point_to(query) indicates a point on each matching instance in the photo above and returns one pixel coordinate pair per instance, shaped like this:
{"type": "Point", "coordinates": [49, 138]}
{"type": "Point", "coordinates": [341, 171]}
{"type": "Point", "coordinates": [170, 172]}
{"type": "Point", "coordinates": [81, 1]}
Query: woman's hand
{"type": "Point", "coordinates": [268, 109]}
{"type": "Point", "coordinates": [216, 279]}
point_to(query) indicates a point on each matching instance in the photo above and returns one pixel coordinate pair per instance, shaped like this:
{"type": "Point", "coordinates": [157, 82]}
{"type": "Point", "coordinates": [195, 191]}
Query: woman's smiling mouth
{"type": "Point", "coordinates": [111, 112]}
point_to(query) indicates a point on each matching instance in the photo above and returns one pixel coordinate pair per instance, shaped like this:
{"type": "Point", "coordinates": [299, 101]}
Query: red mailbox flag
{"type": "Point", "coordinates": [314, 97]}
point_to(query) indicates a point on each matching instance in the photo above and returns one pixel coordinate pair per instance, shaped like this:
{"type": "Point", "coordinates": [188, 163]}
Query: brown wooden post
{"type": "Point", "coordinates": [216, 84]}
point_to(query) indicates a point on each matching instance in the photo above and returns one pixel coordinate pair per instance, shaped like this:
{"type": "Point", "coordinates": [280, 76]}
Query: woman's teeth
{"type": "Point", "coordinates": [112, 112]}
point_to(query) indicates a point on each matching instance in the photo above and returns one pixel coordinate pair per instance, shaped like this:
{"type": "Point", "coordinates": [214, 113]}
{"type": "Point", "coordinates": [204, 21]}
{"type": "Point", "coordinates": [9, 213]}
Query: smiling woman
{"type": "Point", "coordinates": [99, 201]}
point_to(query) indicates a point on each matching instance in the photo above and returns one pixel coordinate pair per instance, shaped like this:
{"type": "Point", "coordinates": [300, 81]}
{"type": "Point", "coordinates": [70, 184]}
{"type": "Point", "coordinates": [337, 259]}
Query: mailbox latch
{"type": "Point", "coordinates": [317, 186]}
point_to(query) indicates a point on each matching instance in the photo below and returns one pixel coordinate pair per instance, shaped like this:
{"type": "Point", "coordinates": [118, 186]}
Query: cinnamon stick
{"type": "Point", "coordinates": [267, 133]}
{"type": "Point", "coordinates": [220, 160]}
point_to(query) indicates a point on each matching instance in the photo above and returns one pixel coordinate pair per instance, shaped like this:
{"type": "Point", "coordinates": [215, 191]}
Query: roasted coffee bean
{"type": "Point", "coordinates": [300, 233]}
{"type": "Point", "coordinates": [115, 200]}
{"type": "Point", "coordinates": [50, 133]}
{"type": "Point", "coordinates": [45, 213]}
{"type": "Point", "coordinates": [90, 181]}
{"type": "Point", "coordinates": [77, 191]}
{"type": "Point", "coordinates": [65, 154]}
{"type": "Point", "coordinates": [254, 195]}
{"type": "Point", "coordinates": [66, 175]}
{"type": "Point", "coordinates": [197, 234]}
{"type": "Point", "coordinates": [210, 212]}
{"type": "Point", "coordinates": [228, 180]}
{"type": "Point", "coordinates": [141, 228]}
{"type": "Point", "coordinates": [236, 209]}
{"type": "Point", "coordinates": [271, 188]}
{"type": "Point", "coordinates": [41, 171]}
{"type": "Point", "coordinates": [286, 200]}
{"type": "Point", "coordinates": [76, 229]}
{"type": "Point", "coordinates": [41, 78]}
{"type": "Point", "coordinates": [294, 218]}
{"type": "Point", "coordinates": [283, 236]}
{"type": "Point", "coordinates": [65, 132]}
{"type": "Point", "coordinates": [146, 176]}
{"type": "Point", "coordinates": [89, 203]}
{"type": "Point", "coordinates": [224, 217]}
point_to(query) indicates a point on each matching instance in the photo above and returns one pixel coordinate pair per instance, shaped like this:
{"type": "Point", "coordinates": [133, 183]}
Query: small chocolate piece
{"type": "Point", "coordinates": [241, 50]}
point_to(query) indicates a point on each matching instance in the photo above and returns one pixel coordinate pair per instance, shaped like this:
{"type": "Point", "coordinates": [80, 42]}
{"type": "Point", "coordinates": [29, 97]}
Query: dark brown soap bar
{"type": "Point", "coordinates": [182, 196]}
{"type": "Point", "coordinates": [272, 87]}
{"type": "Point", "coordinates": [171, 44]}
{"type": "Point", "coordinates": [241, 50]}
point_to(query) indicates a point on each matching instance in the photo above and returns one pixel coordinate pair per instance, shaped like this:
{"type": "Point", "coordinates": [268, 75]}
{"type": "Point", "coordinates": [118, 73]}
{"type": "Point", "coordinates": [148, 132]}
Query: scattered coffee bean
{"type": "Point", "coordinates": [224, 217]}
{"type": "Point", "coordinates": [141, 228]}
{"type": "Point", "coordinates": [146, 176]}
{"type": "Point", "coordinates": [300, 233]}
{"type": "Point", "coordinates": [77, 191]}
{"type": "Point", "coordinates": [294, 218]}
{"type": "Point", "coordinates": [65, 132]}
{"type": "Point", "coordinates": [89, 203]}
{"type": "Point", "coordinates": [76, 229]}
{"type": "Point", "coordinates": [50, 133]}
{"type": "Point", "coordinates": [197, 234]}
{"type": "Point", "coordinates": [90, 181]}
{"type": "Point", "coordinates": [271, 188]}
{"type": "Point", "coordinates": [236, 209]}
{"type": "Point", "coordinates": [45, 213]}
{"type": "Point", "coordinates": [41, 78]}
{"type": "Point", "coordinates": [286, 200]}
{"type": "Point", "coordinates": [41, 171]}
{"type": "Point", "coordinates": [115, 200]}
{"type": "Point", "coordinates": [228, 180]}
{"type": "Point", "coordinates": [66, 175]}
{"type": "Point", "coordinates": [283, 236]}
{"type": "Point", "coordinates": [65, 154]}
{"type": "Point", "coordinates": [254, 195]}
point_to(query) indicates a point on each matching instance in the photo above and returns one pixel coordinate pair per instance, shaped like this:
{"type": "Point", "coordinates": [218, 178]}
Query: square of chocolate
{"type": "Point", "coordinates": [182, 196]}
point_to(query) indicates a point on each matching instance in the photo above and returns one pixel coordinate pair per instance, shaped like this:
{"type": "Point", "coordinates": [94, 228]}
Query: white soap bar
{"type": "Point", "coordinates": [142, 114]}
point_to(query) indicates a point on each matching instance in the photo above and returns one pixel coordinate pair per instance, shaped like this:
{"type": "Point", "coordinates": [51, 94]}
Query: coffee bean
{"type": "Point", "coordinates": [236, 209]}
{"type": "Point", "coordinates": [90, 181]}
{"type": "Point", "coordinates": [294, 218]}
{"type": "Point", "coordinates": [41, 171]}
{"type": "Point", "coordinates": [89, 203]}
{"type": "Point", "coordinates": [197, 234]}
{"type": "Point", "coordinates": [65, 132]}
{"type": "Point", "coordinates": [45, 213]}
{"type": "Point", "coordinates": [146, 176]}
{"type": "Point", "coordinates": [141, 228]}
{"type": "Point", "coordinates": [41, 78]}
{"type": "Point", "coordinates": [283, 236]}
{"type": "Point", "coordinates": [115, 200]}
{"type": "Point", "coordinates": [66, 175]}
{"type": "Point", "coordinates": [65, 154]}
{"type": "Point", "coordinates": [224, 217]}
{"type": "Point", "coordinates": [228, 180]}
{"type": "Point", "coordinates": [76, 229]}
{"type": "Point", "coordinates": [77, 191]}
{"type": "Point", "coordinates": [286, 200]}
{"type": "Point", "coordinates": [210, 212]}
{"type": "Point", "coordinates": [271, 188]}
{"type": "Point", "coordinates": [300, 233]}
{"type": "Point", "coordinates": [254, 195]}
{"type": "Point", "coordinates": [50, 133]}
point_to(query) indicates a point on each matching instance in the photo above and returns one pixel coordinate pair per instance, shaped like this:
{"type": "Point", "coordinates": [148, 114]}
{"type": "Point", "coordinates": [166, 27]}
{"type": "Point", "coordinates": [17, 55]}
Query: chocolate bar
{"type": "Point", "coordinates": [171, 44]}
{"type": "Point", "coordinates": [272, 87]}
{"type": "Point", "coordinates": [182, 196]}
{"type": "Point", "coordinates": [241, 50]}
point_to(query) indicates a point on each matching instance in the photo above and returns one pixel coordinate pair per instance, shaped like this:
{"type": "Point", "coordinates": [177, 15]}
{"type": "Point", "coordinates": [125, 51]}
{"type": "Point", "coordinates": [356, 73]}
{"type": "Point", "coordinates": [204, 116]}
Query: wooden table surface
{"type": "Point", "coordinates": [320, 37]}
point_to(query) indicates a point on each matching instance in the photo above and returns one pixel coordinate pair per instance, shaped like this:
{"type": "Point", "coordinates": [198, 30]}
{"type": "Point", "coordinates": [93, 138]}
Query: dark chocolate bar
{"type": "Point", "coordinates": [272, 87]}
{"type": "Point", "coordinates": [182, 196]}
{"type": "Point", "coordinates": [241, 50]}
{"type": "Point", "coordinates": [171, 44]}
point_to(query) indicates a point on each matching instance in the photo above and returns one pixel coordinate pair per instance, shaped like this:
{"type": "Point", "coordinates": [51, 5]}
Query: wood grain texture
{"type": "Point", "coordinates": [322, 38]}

__EXERCISE REQUIREMENTS__. Pick out every line of the records that contains the word "coffee", and copy each one. Match case exactly.

__RESPONSE BELOW__.
Query: roasted coffee bean
Query: scattered coffee bean
Query: coffee bean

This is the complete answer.